GOAL 1: Reproduce verbatim the part of the lecture notes below that begins at the words "We assume \(\mu, \nu\)" and ends after the words "The Dual problem(2.1.2)".

Lecture 5 ed

lecture 5

In this chapter, we always assume that \(X = Y = \boldsymbol{R}^n, c(x,y) = \frac{ |x-y|^2}{2}\).

Then have

\[ I[\pi] = \int_{\boldsymbol{R}^n \times \boldsymbol{R}^n}\frac{ |x-y|^2}{2} \; \rm d \pi \]

We assume \(\mu, \nu\) are two Borel measure in \(\boldsymbol{R}^n\) , and \(\mu, \nu\) has finite second moment, which means

\[ M_2 = \int_\boldsymbol{R}^n \frac{ |x|^2}{2} \, \rm d \mu(x) + \frac{ |y|^2}{2} \, \rm d \nu(y) < \infty \]

from this condition, we have

\[ I[\pi] < +\infty \quad \forall \pi \in \Pi(\mu, \nu) \]

because

\[ I[\pi] = \int_{\boldsymbol{R}^n \times \boldsymbol{R}^n}\frac{ |x-y|^2}{2} \, \rm d \pi \leq \int \frac{ |x|^2}{2} + \frac{ |y|^2}{2} \, \rm d \pi \leq M_2 \]

5.1 The Dual problem(2.1.2)

GOAL 2: Transcribe verbatim the rows of the data listing below, beginning at the line that contains "Detect awning in this photo." and stopping after the last row of the listing.

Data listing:
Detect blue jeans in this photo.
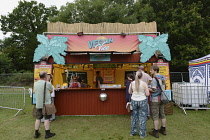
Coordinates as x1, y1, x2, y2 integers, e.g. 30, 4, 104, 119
131, 99, 148, 137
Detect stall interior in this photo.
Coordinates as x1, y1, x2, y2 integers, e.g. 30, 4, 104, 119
53, 63, 152, 88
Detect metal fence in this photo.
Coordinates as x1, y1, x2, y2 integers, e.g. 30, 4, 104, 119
172, 82, 209, 114
0, 73, 34, 87
0, 86, 26, 117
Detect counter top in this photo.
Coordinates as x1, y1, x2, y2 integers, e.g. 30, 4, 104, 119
55, 87, 125, 90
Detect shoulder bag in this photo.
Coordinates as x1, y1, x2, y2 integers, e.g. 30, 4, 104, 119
154, 77, 169, 104
42, 82, 56, 115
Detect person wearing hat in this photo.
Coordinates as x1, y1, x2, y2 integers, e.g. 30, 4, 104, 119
69, 77, 81, 88
138, 66, 152, 85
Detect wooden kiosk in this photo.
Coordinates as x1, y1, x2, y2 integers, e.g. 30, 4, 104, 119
34, 22, 170, 115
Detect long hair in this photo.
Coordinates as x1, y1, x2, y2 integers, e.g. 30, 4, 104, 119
135, 71, 142, 92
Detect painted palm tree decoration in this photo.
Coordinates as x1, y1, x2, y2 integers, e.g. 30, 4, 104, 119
33, 34, 68, 65
138, 34, 171, 63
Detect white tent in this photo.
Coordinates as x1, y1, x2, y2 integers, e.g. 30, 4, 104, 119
189, 54, 210, 86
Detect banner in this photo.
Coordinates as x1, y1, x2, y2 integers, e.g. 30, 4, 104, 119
34, 61, 52, 83
47, 35, 156, 52
154, 60, 171, 90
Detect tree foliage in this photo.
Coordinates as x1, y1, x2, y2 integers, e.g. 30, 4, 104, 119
0, 0, 57, 70
0, 53, 15, 73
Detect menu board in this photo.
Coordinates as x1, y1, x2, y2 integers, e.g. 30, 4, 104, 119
34, 61, 52, 83
154, 60, 171, 89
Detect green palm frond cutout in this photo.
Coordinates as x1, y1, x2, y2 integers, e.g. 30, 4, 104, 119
138, 34, 171, 63
33, 34, 68, 65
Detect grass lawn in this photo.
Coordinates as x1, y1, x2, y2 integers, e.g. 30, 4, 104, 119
0, 94, 210, 140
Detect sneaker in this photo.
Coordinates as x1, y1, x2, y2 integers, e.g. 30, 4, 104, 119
149, 129, 159, 138
158, 126, 166, 135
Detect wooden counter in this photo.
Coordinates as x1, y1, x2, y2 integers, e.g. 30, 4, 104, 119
55, 88, 129, 115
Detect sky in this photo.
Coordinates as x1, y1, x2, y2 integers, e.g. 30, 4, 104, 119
0, 0, 75, 39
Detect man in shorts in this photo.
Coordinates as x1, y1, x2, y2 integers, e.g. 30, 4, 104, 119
149, 65, 166, 138
34, 71, 55, 139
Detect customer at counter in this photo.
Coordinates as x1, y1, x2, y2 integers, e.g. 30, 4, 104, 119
96, 71, 104, 88
69, 77, 81, 88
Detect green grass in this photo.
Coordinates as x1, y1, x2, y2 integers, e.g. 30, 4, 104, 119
0, 94, 210, 140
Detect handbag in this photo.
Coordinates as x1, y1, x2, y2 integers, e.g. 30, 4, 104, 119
154, 77, 169, 104
42, 82, 56, 115
126, 91, 133, 112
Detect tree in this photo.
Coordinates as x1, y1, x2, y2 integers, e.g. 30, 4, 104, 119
150, 0, 210, 71
0, 52, 14, 74
0, 0, 58, 70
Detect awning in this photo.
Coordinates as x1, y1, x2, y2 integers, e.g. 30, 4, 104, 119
47, 35, 156, 53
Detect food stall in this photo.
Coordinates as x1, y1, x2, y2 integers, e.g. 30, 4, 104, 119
34, 22, 171, 115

FULL OUTPUT 1:
We assume \(\mu, \nu\) are two Borel measure in \(\boldsymbol{R}^n\) , and \(\mu, \nu\) has finite second moment, which means

\[ M_2 = \int_\boldsymbol{R}^n \frac{ |x|^2}{2} \, \rm d \mu(x) + \frac{ |y|^2}{2} \, \rm d \nu(y) < \infty \]

from this condition, we have

\[ I[\pi] < +\infty \quad \forall \pi \in \Pi(\mu, \nu) \]

because

\[ I[\pi] = \int_{\boldsymbol{R}^n \times \boldsymbol{R}^n}\frac{ |x-y|^2}{2} \, \rm d \pi \leq \int \frac{ |x|^2}{2} + \frac{ |y|^2}{2} \, \rm d \pi \leq M_2 \]

5.1 The Dual problem(2.1.2)

FULL OUTPUT 2:
Detect awning in this photo.
Coordinates as x1, y1, x2, y2 integers, e.g. 30, 4, 104, 119
47, 35, 156, 53
Detect food stall in this photo.
Coordinates as x1, y1, x2, y2 integers, e.g. 30, 4, 104, 119
34, 22, 171, 115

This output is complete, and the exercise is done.